(Task instructions): Shift each point in the answers by adding 121 to both of its coordinates, and write out every line of the records again, requests included. Leave the numbers in the requests and their format samples unchanged.

Records for pointing at named objects:
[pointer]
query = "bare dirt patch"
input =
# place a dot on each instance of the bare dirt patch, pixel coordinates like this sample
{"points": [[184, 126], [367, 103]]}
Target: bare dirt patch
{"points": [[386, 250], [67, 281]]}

(Result of this exercise):
[pointer]
query = "bare dirt patch"
input =
# place a dot on each instance of the bare dirt patch, pixel coordinates like this sample
{"points": [[184, 126], [367, 103]]}
Target: bare dirt patch
{"points": [[507, 371], [188, 402]]}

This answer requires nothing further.